In the material below, print the lines unchanged, starting with the line that contains "Guideline reminder — boxes should be snug around the woman" and going on through the line that contains "[119,198,149,237]", with both of those lines included. Give only those lines.

[Start Task data]

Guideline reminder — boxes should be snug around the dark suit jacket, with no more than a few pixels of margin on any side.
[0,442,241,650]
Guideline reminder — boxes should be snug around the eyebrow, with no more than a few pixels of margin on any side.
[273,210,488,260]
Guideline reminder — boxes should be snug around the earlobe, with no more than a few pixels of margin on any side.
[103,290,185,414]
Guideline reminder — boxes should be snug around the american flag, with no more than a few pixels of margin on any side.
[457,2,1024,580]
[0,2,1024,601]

[End Task data]
[Start Task data]

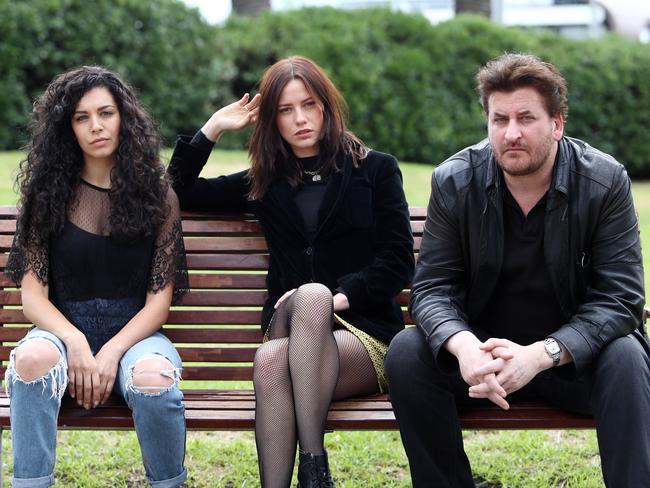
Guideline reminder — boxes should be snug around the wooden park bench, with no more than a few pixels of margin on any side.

[End Task data]
[Start Task data]

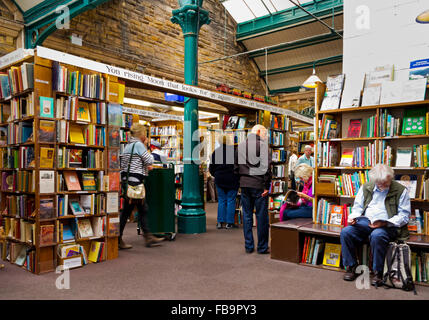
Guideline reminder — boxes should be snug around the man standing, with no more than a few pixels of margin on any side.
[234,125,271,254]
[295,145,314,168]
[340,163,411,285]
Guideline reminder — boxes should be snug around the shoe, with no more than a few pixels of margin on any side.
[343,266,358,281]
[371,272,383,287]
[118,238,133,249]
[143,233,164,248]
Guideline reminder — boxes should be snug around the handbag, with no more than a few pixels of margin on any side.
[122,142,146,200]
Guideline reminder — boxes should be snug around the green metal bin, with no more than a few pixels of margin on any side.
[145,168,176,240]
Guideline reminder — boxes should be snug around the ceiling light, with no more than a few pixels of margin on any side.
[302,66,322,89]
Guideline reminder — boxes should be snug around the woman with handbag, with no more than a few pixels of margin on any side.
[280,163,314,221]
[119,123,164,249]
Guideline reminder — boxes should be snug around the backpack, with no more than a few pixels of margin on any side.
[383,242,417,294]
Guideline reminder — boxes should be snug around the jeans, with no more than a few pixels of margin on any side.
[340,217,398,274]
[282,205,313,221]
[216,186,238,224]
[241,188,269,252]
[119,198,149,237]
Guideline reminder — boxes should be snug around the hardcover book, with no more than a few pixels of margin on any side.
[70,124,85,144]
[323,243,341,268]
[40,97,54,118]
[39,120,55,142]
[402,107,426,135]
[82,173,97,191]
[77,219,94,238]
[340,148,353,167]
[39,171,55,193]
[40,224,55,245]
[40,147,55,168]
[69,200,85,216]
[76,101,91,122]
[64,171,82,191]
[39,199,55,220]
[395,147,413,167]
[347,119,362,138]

[End Task data]

Complete answer:
Guideline reminder — boxes should be snug around the woman with handbag, with no more than a few pixels of margin on any side.
[280,163,314,221]
[119,123,164,249]
Guideline reminder — boxes should be snug around the backpack, with no more than a few pixels of margin on any side.
[383,242,417,294]
Guideline reminder — boxes should be snug around the jeans, with no more than a few pixels of margin on any side.
[340,217,398,274]
[282,205,313,221]
[216,186,238,224]
[241,188,269,252]
[119,198,149,237]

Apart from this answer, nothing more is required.